[Assignment] Start to finish, copy the data exactly.

====

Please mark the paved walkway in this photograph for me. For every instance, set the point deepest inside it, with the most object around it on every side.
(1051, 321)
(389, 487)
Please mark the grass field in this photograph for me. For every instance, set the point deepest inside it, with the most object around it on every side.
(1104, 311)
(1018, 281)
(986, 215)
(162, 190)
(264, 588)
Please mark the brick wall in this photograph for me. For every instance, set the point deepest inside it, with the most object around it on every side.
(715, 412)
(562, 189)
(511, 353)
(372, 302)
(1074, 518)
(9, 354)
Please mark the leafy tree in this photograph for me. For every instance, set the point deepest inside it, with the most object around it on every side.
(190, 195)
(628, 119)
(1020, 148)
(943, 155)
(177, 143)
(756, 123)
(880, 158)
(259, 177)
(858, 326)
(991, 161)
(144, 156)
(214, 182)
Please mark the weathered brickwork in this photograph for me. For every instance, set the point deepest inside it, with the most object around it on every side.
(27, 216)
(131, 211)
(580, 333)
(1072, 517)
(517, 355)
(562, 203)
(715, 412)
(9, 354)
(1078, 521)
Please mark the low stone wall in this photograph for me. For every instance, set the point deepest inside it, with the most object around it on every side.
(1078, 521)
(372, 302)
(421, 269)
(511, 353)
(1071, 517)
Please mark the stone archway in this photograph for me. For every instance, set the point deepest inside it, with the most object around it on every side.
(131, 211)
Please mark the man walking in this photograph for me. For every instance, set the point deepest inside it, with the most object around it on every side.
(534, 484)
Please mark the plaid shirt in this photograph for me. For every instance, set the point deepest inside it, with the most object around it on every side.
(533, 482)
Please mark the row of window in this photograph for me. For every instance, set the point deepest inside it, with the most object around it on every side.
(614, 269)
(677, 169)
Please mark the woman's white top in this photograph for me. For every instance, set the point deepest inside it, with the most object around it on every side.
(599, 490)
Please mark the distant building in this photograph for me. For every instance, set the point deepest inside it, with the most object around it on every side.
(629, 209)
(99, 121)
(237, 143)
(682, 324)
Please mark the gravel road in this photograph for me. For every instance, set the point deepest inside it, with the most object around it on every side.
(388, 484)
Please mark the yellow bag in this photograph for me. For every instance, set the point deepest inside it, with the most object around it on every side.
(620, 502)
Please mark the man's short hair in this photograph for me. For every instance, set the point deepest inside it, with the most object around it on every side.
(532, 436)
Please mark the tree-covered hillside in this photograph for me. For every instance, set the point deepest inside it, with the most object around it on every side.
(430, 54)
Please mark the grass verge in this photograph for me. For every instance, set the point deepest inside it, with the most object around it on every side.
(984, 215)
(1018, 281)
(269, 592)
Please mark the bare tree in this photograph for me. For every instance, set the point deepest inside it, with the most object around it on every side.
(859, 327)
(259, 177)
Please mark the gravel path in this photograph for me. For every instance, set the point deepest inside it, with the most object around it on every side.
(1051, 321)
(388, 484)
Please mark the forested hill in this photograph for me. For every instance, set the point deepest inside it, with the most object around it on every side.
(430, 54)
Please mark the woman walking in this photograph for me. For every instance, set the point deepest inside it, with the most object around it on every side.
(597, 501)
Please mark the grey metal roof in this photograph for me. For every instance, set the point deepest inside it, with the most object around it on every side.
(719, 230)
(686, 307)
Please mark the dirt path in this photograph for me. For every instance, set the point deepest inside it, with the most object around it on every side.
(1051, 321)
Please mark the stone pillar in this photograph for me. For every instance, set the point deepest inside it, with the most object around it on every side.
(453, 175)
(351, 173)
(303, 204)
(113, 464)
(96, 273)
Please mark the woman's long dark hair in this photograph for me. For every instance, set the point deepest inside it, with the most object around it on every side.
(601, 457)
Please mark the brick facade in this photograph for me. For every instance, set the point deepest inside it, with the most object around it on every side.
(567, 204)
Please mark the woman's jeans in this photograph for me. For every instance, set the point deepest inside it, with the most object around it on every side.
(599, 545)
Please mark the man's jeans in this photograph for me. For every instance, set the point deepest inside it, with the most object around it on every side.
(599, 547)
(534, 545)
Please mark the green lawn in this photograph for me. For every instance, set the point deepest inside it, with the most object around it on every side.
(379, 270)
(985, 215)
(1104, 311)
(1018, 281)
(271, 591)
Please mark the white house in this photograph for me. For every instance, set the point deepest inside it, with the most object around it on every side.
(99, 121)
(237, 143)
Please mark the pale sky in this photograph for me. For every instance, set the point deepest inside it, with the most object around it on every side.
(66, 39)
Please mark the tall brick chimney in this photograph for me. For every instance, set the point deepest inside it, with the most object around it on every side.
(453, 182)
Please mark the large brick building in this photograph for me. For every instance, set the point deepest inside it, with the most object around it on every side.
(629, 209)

====

[Solution]
Please mark the paved walkway in this photograph for me. For every instance, set the point deepest inside it, with the most object around it on every side.
(1051, 321)
(389, 487)
Please mark the grass field in this photograph for me. For every instance, set the point deepest inside it, with the most object around it on every side.
(1104, 311)
(1018, 281)
(986, 215)
(162, 190)
(264, 588)
Please mark the brick wall in this photograph for me. For every instance, set the point deepest inside it, with the most object around it on every side.
(715, 412)
(562, 189)
(511, 353)
(372, 302)
(1074, 518)
(9, 354)
Please mark the leafy tree in this photograph for me. For every instance, set the point deepest inside it, with the most object around it on every side.
(190, 195)
(628, 119)
(1020, 148)
(943, 155)
(177, 143)
(756, 123)
(880, 158)
(259, 177)
(858, 326)
(991, 161)
(144, 156)
(214, 182)
Please mark the weathered brickwork in this photograph for me. For every instance, set the point deepest inside it, with the most object around it on every side.
(27, 216)
(131, 211)
(580, 333)
(1072, 517)
(517, 355)
(562, 203)
(715, 412)
(9, 354)
(1078, 521)
Please mark the low stone wall in this photograph for me. For every instance, set the point deepest inside it, with the most object around it on every side.
(1078, 521)
(372, 302)
(421, 269)
(511, 353)
(1071, 517)
Please mark the stone archway in this photograph for me. For every instance, set the point deepest inside it, with the most object around it on every side.
(131, 211)
Please mark the man walking in this photograph for me. For every instance, set the point deepest inside it, with the most object around it on every side.
(534, 484)
Please mark the plaid shirt in this photograph for me. For every instance, set the point deepest inside it, with the most object around it on every side.
(533, 482)
Please mark the row of window in this photograph for me. For every instance, set the point deepest inside it, with the most object around it on every side.
(614, 269)
(677, 169)
Please mark the woman's white top in this photograph for me. For every instance, set the point deepest inside it, with the most object around it on every side.
(599, 490)
Please mark the distant building in this photograph for me. For every instance, set the point deepest inside it, with the most object around it on every side.
(629, 209)
(99, 121)
(237, 143)
(682, 324)
Please mark the gravel road in this photograph for me. For every instance, set the point deepest inside it, with the most object around it on every side.
(388, 484)
Please mark the yellow bag in this photograph for me. For every instance, set the point deepest inside it, with the most object around it on every side.
(620, 502)
Please mark the man's short hair in this photograph for me. For every instance, set the point deepest inside it, with the most object around it on every side.
(532, 436)
Please mark the tree-covered hillside in this photograph for me. For every instance, set the point deepest inside it, with the most object around it on every side.
(430, 54)
Please mark the grass verge in this photograph for me. For every instance, set the point deepest inside it, with the most object around it on every side.
(984, 215)
(1018, 281)
(269, 592)
Please mark the bare tree in this photograph for me. For every instance, set the point deepest inside it, with the most object around it on every side.
(859, 327)
(259, 177)
Please mark the gravel path in this photograph for me. For every instance, set the point deepest inside it, with the most object around it on every side.
(1051, 321)
(388, 484)
Please mark the forested hill in this photograph for me. For every instance, set the point deepest inside it, with the most object around it on every side.
(430, 54)
Please mark the woman walking in this photograph for me. For every instance, set the point deepest inside it, with the most object around it on every side.
(597, 501)
Please mark the grey metal roof in this photograph for me. For every instance, set the point deepest inside it, with the most object around it on every side.
(719, 230)
(686, 307)
Please mark the dirt path in this photograph for me. For every instance, set the point deepest inside it, with the most object around it on every side.
(1051, 321)
Please mark the stone pillar in this photograph for me. For every instance, set the point deepest inside it, with the most object around it on every side.
(453, 175)
(351, 173)
(303, 204)
(113, 464)
(96, 273)
Please mark the woman's long dark hair in this photograph for me. For every instance, set the point deepest inside it, with the most object around it on every side.
(601, 457)
Please mark the brick facade in this photograph for me. For every instance, set the point deepest inside it, with the most object around it on every side.
(567, 204)
Please mark the woman's jeans in this photograph for me. For every instance, set the point deepest inside it, with the most object around it on every side.
(599, 545)
Please mark the man's jeans in this photograph for me. For every instance, set the point deepest inside it, with the most object around it on every side.
(599, 547)
(534, 545)
Please mark the green lawn in this photograph for me. For every instance, set the point deepest inside it, with the most object around it on every side.
(379, 270)
(985, 215)
(1104, 311)
(1018, 281)
(271, 591)
Please mark the white house in this photograph for me. For every instance, set the point deepest inside it, with the most object around it on every side.
(99, 121)
(237, 143)
Please mark the pale sky in this photograph for me. For every instance, set the point deepest inside it, with the most object around it on every side.
(66, 39)
Please mark the tall brick chimney in this photograph for me. For every instance, set the point deepest inside it, with the most object around it on every side.
(453, 182)
Please mark the large brick building in this photograph for me. For every instance, set the point deepest inside it, with the most object around it on every side.
(629, 209)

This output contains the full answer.